◆ **PROMPT**
Count the lines in the listing below that contain the string "right", treating uppercase and lowercase letters as distinct. Reply with only that number.

[begin SOURCE MATERIAL]

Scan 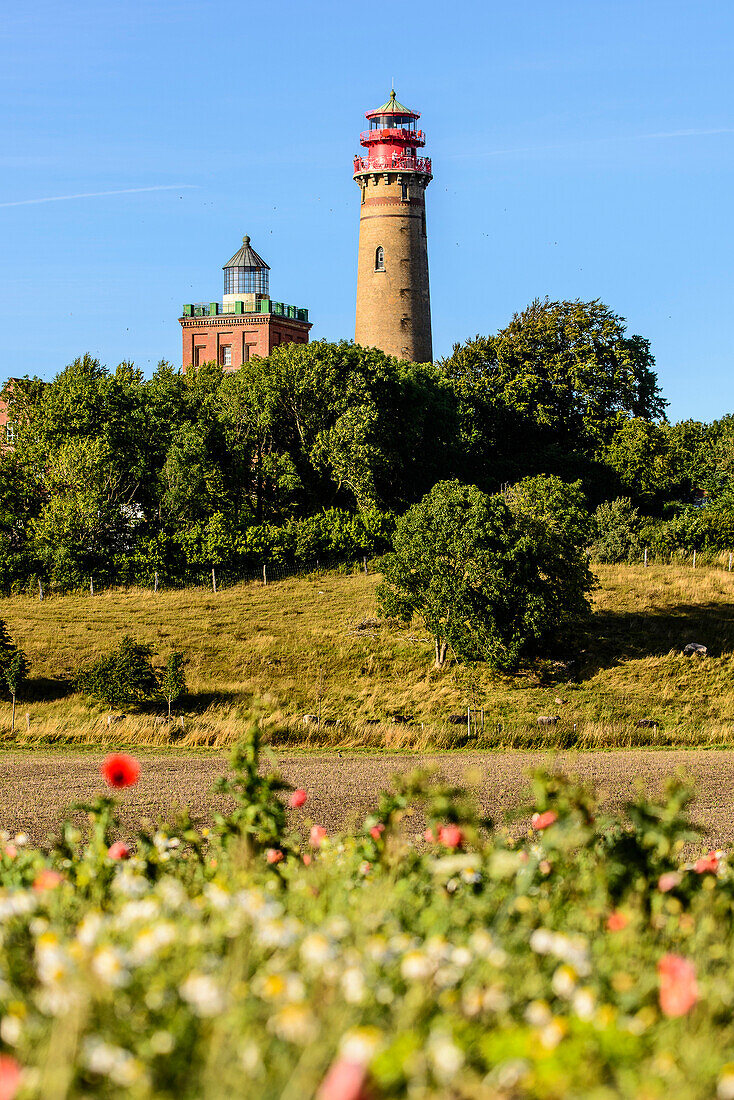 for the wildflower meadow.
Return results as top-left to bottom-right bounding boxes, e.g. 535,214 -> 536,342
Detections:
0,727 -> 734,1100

[end SOURCE MATERIAL]
[begin SOURCE MATERIAL]

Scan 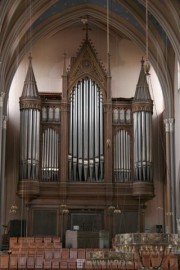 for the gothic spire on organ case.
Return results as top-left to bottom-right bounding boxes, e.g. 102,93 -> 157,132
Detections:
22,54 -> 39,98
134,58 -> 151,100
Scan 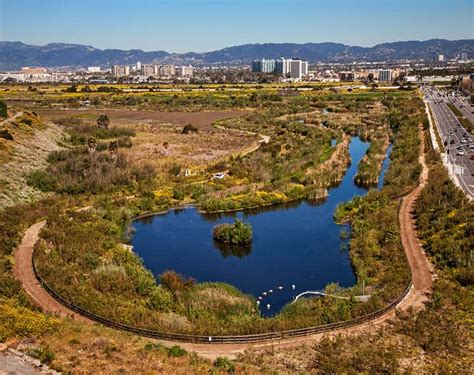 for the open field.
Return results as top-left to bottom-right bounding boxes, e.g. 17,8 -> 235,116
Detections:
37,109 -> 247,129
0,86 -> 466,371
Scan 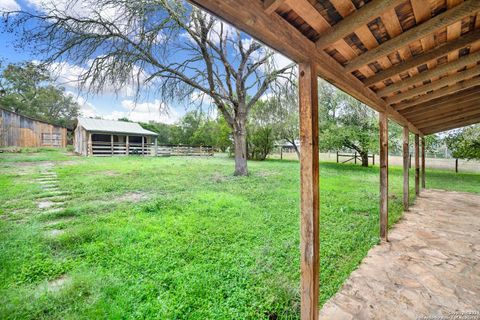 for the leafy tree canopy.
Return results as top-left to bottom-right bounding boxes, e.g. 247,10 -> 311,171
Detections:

[end SOURCE MATERIAL]

◆ **SOLVED PROBLEM**
4